#### WRITTEN REQUEST:
Extract all of the data and reproduce it precisely.

[Start of DATA LISTING]

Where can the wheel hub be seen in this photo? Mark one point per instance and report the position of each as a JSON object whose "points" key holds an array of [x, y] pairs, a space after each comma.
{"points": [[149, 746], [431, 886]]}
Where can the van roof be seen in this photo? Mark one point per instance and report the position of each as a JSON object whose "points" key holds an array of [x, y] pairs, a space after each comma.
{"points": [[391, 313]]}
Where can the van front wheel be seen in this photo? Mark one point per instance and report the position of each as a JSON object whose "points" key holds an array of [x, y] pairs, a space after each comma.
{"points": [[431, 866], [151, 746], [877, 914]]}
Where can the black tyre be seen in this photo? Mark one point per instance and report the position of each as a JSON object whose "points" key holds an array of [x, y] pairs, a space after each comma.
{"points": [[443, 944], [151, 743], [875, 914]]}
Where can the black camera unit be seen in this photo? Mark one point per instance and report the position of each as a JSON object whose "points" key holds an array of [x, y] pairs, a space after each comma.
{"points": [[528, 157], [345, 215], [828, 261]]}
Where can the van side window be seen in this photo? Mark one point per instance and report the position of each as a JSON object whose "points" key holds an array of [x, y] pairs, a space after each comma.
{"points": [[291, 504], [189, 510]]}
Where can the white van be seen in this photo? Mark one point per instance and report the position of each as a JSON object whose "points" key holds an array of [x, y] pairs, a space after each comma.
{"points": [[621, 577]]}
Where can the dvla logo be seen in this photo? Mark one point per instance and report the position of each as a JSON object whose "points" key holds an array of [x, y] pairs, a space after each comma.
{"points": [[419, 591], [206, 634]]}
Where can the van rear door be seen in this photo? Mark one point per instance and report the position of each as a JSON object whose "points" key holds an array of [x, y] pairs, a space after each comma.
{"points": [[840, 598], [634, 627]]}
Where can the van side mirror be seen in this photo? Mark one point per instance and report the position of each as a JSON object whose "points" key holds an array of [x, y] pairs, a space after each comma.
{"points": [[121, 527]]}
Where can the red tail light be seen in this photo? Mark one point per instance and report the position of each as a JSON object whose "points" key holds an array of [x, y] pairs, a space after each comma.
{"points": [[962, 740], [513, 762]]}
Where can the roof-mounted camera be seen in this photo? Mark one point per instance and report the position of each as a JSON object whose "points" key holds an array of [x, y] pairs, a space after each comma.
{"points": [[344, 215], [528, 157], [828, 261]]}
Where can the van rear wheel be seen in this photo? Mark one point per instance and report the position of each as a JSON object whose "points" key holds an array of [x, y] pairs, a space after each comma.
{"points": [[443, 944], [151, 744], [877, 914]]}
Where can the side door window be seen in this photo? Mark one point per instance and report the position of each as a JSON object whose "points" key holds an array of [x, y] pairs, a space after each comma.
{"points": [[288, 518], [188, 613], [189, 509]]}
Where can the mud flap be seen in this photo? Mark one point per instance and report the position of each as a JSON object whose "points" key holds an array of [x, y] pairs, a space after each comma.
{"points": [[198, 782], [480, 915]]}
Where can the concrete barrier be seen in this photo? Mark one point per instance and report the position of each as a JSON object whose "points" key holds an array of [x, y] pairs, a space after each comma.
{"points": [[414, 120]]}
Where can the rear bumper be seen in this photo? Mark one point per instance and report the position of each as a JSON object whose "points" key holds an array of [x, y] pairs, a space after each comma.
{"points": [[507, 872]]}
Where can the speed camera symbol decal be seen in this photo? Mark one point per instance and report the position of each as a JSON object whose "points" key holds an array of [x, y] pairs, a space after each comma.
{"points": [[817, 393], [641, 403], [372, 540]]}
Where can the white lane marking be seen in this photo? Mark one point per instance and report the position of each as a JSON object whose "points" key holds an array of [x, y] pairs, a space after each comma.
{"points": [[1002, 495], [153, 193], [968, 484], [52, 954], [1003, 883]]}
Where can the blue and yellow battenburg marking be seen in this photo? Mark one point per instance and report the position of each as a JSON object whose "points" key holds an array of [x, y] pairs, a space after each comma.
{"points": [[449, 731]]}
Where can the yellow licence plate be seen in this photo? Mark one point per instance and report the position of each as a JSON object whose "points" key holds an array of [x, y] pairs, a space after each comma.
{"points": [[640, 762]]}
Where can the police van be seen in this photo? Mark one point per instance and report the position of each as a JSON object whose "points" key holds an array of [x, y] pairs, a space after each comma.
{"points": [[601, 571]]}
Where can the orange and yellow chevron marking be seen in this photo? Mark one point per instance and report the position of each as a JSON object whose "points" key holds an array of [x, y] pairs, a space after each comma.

[End of DATA LISTING]

#### RESULT BELOW:
Where can the wheel hub be seen in this photo? Mark one point per instance and report the position of each as a JSON object whose "points" key holds an array of [x, y] pairs, a space after each comma.
{"points": [[149, 746], [431, 886]]}
Where can the van roof be seen in this photo? Mark one point per instance and report the position of each as a JSON object whose "points" key holds an array of [x, y] pairs, a space after each comma.
{"points": [[391, 313]]}
Where can the van front wheel be seen in this photo? Mark one point per instance and report the position of each as a JSON object whose "points" key holds an array of [x, y] pairs, a space after each comma.
{"points": [[431, 866], [151, 746], [877, 914]]}
Where can the black tyre be seen in this photo? Mark one point per instance and report the position of each as a JSON object whose "points" key holds an array of [x, y] pairs, a space after each comma.
{"points": [[443, 944], [151, 743], [875, 914]]}
Where can the black camera unit be seen in this photo? Mark one point per instance and report the position of each as a JSON object whose "points" key holds an array of [x, y] pairs, a space after each comma.
{"points": [[528, 157], [345, 215], [828, 261]]}
Where can the van side window be seen in this photo? Mark one point per instance and report the position of each as a JSON object whose "points" key holds an array of [x, y] pairs, a space after each comma.
{"points": [[291, 504], [189, 510]]}
Where can the white van be seen in this photo? Mark one point per instance and report the position of each as a JSON object whose "points" key holds an array of [x, y] pairs, a space after each comma.
{"points": [[621, 577]]}
Where can the dvla logo be seen in this photo? Mark one point per instance and report the position of each as a JSON object whose "points" key holds an array of [x, y] pairs, a space after each comma.
{"points": [[419, 591], [206, 634]]}
Where can the van rear door be seen in this photo? Mark one point per instance and report the position of each as a JSON object whose "points" key holds an array of [x, y] pairs, a space after each comma.
{"points": [[840, 598], [634, 627]]}
Where can the van side mirror be seen in this photo? Mark one point per instance and report the position of each as a JSON object whose "points" key holds an array of [x, y] pairs, a space after each comma.
{"points": [[121, 527]]}
Where can the red tail light be seen in this photo? Mark one point per instance and report the position of each as a JSON object whose "points" key holds an array of [x, y] pairs, a space after each comma.
{"points": [[962, 740], [513, 762]]}
Where can the roof-mounted camera be seen in this photo? Mark one point per instance and report the position of each as a JSON object whose "points" key holds an array of [x, y] pairs, a space after each comma.
{"points": [[344, 215], [528, 157], [828, 261]]}
Where can the van rear wheel be seen in this photo? Mark one point per instance and report the position of each as a JSON object whose "points" key holds an array of [x, y] pairs, a space after each comma.
{"points": [[443, 944], [151, 744], [877, 914]]}
Where can the side door window be seen in this photo? Mark one point per instance and report the position of each as a JSON object whose "points" key holds an array of [x, y] pairs, a space after each comma.
{"points": [[288, 518], [188, 613], [189, 509]]}
Where can the mud flap be seen in this photo? Mark one point per instance and report the position of each as a JSON object whose "points" key holds an array of [x, y] pairs, a space after each comma.
{"points": [[198, 782], [480, 915]]}
Where can the concrete barrier be seen in this photo? Mark one point per instance and report the position of each as a JSON object whose "points" key holds an array of [x, y] pairs, a space after each comma.
{"points": [[414, 120]]}
Where can the rear bumper be seen in this photo? Mark one point per instance and report the position of each as a JSON object whose "points" key holds an array of [x, y] pairs, a space after each comma.
{"points": [[507, 872]]}
Where can the speed camera symbol decal be seen in this photo? Mark one point per instance and report the position of each as a JSON object whose "points" key holds an array of [x, y] pairs, a space after each comma.
{"points": [[817, 393], [641, 403], [372, 540]]}
Where can the white lane marking be seen in this photo? Mark one point per instance and report the position of each as a JSON object whose "points" key holds an array of [x, y] pairs, a space after each comma.
{"points": [[1002, 495], [153, 193], [968, 484], [52, 954], [1003, 883]]}
Where can the blue and yellow battenburg marking be seen in this photo? Mark one point per instance and report the position of each as a JSON object whose "points" key holds an array of [x, y] pairs, a space after each comma.
{"points": [[449, 731]]}
Where can the yellow licence plate be seen in this photo? Mark one point per instance and report the position of each as a JSON object whose "points" key holds an array of [x, y] pairs, a space after each comma.
{"points": [[640, 762]]}
Where can the police van be seen in this photo? Mark one point per instance and report the position of each as a JSON object whose "points" key holds an array of [x, y] pairs, a space after each comma.
{"points": [[601, 571]]}
Where can the orange and yellow chevron marking be seen in this photo? Mark one point per instance and report the position of each as a JSON object whose "points" key holds an array of [x, y] pairs, a space after each comma.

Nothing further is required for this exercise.